§ **WHAT TO DO**
(a) According to the motivation section, why did the authors set out to explore factors that affect candidate popularity in the 2020 democratic primary? Answer in one to three sentences.
(b) Answer these questions from the motivation section:
(i) In which state do the first primary votes happen?
(ii) What variable is named as a measure of debate performance?
(iii) Besides polling data, what data did the authors use to assess candidate popularity?
(c) Extend the motivation section on the 2020 democratic primary, starting right after its last sentence.

§ **READING PASSAGE**
%%
Motivation

A highly anticipated presidential election is less than one year away, with the first primary votes happening in Iowa in just two months. We were interested in exploring factors that affect candidate popularity in the 2020 democratic primary over the last year in order to better understand how candidates might perform in upcoming votes. We thought that factors such as debate performance and campaign events might help explain fluctuations in the polls or a particular candidates’ success. In order to assess candidate popularity we chose to use polling data as an indicator of potential election success as well as Google Trends data. We wanted to assess the impacts of debate performance, measured by variables such as speaking time, as well as examine trends in polling and google searches of candidates after newsworthy events at the state and national level.
%%
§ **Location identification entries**
%%
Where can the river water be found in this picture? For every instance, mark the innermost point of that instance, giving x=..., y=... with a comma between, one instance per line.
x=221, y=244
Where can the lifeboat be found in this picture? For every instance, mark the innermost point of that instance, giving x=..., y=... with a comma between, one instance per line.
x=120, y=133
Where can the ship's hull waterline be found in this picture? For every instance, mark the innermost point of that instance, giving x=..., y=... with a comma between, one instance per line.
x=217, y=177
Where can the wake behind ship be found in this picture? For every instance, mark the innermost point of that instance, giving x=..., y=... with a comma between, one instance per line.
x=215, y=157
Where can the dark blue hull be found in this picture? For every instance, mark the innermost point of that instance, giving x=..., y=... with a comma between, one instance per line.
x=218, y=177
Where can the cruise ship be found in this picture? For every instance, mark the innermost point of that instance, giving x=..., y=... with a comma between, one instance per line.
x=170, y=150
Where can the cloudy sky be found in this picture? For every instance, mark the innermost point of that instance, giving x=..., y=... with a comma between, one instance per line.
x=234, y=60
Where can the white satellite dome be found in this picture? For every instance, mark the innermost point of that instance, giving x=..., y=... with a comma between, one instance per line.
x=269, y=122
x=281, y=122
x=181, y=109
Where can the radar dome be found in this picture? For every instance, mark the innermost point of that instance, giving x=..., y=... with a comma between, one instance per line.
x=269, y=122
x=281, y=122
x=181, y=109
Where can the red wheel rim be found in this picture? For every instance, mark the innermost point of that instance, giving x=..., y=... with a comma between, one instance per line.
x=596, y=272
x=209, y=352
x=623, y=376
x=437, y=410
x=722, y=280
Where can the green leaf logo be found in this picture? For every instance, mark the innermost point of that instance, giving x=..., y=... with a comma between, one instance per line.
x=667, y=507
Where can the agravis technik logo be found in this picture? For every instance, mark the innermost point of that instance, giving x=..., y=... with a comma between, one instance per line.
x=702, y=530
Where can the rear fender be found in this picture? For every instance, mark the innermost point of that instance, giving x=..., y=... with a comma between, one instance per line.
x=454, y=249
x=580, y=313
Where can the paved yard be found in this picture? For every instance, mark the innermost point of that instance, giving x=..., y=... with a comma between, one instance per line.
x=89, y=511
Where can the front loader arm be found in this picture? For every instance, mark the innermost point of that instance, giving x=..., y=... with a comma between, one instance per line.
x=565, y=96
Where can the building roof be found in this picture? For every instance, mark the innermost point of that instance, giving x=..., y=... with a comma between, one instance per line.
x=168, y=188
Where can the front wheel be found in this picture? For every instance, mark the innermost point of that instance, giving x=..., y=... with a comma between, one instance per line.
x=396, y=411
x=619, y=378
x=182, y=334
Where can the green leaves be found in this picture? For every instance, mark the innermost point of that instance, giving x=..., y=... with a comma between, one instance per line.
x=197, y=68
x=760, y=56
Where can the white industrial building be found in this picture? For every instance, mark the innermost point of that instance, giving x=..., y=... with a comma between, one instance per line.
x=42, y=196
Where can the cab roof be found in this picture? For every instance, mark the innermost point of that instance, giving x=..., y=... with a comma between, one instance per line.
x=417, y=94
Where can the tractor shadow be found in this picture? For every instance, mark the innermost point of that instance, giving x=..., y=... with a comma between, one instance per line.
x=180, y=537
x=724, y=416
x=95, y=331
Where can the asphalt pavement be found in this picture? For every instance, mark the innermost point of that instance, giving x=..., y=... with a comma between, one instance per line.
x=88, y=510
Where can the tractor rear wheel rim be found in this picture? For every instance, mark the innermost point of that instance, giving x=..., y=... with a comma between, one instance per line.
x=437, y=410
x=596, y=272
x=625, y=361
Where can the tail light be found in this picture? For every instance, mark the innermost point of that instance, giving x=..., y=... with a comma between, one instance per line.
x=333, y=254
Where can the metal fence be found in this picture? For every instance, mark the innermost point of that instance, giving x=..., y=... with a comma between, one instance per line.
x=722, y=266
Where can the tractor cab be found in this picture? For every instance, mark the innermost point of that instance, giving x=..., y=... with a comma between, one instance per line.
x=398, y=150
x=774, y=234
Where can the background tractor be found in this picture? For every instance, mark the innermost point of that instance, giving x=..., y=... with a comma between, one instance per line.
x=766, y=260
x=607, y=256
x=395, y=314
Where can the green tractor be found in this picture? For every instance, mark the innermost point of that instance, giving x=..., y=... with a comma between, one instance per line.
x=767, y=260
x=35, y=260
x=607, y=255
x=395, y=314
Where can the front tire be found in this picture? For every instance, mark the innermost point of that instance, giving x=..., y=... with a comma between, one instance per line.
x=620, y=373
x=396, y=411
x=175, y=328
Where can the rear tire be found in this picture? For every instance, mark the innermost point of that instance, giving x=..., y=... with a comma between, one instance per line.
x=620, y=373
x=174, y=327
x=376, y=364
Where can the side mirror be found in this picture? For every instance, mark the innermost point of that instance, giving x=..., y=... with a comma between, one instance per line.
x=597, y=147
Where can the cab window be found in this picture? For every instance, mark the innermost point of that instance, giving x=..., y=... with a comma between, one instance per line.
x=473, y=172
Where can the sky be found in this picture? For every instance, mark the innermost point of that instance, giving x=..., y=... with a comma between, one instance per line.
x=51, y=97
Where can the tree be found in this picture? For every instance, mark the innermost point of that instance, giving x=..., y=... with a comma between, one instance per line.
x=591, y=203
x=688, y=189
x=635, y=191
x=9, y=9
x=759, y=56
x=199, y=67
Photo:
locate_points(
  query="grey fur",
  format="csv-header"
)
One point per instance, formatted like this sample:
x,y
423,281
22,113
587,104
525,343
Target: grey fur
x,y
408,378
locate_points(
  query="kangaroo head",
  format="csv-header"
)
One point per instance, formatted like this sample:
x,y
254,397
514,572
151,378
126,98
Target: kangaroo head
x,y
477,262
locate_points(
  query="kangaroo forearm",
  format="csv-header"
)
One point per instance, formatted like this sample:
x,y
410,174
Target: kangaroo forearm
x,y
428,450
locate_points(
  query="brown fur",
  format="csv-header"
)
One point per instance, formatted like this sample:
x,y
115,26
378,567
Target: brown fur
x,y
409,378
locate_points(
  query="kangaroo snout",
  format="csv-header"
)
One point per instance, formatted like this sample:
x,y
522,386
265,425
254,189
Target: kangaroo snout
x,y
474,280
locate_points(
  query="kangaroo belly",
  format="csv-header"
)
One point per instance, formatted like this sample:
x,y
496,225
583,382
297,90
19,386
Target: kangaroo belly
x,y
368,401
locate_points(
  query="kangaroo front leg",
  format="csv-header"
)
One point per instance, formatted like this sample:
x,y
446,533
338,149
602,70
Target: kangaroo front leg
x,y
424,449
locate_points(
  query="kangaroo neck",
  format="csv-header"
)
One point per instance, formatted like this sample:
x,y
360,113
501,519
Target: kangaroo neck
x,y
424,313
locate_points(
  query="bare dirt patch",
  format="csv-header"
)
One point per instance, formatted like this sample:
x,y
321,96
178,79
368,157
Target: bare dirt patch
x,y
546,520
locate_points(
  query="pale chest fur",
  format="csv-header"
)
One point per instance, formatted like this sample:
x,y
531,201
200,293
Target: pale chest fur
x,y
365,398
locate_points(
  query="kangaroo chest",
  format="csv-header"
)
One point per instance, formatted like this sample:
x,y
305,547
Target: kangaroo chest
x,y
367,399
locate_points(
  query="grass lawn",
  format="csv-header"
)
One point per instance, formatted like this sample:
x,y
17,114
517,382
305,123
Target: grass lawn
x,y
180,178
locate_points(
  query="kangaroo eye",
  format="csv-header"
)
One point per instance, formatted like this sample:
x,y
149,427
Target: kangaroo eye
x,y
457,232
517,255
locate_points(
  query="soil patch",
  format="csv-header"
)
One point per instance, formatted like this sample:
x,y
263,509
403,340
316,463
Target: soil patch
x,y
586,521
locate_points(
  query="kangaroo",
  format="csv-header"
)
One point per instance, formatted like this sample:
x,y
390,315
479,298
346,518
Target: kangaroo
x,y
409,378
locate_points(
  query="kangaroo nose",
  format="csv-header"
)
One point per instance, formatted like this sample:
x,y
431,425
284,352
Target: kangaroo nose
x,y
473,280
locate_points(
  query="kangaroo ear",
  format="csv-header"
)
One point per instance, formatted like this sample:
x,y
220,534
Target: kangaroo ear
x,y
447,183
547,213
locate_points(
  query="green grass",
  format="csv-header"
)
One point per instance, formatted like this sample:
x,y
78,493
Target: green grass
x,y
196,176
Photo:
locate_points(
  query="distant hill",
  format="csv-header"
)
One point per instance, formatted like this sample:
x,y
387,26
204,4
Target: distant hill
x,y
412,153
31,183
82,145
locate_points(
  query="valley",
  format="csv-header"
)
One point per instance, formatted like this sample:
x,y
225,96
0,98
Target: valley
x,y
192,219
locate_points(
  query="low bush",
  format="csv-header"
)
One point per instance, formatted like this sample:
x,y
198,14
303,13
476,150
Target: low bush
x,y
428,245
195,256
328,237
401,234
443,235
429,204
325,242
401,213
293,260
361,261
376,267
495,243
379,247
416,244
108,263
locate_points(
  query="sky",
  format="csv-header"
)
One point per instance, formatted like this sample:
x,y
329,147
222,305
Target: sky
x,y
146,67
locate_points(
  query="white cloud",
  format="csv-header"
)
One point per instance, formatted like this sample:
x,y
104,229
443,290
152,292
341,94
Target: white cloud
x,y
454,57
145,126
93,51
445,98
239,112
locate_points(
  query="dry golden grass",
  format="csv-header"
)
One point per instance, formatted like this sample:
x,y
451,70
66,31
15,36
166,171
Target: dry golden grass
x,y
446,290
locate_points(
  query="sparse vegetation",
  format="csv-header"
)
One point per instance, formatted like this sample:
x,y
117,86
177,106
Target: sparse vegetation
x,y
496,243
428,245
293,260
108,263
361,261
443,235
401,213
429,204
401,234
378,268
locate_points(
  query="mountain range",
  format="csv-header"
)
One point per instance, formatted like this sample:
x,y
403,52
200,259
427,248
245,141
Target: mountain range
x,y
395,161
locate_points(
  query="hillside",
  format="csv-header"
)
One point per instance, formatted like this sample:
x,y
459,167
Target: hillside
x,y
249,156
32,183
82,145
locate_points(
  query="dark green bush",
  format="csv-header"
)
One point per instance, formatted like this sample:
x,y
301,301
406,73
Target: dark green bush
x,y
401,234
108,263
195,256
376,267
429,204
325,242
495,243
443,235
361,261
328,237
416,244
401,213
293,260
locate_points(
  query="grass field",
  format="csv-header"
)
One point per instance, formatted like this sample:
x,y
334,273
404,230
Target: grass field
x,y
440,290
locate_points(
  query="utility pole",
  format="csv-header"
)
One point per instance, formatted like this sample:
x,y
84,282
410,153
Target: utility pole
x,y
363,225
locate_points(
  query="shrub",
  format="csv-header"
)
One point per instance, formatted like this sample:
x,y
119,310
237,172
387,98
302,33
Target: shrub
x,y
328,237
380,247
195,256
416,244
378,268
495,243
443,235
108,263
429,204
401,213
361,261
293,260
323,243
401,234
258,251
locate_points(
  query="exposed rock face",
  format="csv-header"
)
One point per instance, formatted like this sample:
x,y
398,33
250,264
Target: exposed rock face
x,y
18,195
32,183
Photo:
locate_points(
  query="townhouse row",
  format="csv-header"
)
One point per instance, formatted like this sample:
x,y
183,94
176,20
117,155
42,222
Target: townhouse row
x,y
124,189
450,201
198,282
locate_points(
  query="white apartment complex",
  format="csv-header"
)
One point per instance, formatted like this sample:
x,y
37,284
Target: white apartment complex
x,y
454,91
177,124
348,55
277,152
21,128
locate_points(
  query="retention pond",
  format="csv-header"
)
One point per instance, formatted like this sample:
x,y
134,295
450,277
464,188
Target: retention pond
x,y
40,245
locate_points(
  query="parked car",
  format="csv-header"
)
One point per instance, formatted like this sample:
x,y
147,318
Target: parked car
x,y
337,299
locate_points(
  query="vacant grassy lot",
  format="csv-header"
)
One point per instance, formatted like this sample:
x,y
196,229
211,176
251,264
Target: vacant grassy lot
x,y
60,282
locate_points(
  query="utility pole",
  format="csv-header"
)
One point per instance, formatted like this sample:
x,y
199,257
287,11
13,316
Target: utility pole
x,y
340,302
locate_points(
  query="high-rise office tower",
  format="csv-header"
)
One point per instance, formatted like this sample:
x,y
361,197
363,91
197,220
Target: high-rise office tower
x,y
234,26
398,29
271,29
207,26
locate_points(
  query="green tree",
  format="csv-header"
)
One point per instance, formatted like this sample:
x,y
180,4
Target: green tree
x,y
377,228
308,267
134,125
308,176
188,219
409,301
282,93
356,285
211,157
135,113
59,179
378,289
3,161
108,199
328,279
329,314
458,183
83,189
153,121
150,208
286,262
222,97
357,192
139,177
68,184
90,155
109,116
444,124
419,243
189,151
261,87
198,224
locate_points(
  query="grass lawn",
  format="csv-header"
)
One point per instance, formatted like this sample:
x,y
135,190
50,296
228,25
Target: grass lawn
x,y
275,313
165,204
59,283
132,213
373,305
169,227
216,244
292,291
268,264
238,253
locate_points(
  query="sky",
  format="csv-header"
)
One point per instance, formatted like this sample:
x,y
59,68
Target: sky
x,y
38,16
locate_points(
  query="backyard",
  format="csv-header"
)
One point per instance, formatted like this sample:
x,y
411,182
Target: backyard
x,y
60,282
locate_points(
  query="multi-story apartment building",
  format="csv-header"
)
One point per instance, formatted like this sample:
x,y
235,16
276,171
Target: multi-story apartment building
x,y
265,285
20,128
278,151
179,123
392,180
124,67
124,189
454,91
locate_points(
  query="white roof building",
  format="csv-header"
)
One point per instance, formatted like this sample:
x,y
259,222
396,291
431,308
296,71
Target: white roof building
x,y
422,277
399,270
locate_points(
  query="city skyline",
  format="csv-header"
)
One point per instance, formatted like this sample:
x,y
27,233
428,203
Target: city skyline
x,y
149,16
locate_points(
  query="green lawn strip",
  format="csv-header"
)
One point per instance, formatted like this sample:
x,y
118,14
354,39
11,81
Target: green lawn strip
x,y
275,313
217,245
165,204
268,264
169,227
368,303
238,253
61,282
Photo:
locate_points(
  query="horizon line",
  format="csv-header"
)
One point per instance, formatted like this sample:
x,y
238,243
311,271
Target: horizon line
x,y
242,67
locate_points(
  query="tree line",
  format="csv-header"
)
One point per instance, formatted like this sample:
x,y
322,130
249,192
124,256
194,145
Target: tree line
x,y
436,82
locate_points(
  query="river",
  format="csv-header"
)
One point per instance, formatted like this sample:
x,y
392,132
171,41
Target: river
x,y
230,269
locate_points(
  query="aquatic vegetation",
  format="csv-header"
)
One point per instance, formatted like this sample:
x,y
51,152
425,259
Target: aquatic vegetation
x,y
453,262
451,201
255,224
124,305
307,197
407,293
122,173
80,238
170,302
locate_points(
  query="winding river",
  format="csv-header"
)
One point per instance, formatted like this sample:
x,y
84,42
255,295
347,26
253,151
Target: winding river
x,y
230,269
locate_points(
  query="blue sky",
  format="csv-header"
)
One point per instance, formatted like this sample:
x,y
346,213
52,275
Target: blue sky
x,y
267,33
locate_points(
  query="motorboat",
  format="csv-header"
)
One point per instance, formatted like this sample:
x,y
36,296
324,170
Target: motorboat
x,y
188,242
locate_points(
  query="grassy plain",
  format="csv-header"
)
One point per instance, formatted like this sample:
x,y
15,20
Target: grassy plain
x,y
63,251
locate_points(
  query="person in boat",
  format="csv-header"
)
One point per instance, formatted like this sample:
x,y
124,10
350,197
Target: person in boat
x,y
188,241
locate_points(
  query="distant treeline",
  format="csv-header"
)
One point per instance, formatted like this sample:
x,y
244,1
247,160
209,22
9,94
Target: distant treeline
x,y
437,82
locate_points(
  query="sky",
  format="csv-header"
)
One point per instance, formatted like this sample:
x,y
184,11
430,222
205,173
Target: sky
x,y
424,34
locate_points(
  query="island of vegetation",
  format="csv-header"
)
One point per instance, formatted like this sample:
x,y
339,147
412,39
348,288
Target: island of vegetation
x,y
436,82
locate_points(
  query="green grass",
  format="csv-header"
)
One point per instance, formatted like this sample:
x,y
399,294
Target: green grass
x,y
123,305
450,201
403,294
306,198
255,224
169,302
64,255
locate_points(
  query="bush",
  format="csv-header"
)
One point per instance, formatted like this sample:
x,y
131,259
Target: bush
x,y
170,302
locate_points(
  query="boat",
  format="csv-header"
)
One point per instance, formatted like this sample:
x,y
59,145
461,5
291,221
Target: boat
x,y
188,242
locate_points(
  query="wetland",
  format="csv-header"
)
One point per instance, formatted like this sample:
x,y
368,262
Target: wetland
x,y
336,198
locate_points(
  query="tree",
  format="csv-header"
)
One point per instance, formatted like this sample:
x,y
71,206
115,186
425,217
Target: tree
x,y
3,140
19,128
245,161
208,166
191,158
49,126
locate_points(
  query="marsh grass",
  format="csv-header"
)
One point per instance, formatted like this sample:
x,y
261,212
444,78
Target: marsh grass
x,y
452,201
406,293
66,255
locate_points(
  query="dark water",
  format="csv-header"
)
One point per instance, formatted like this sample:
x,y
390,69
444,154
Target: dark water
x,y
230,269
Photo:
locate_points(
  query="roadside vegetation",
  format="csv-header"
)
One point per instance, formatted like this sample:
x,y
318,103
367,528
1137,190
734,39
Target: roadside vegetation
%%
§ **WRITTEN ANSWERS**
(a) They wanted to better understand how candidates might perform in upcoming votes. They thought factors such as debate performance and campaign events might help explain fluctuations in the polls or a particular candidate's success.

(b)
(i) Iowa
(ii) Speaking time
(iii) Google Trends data

(c)
Data

Polling and Key Events Data

National and state level polling for all candidates from January 24, 2019 to November 3, 2019 were obtained from FiveThirtyEight. These data contained information on the ranking of the poll (letter grades). Data was cleaned to include only polls with a grade of A or A+ and only democratic candidates that participated in each of the four debates. A mean polling percent was taken from all remaining polls for each available time point. Additional data on key campaign events were obtained from news sources such as the New York Times, Vox, Politico, and The Cut.

Debate Indicators Data

For the plots included in the dashboard, polling data was filtered to include only the polls directly before and directly after the fourth primary debate. A percent change variable was created to show the change in polling numbers before and after the debate.

Trump mentions and words spoken per candidate were scraped from FiveThirtyEight using rvest.

Airtime was scraped from Wikipedia using rvest.

Data on candidate attacks during the debate was taken from NBC News. Data were presented in graphic form and were therefore entered into a .CSV file manually due to scraping difficulties. The data were checked by all team members to ensure no mistakes were made.

The resulting dataframes were filtered to include only the candidates of interest for this project and joined to create a single dataframe including polling percent change and all debate variables of interest.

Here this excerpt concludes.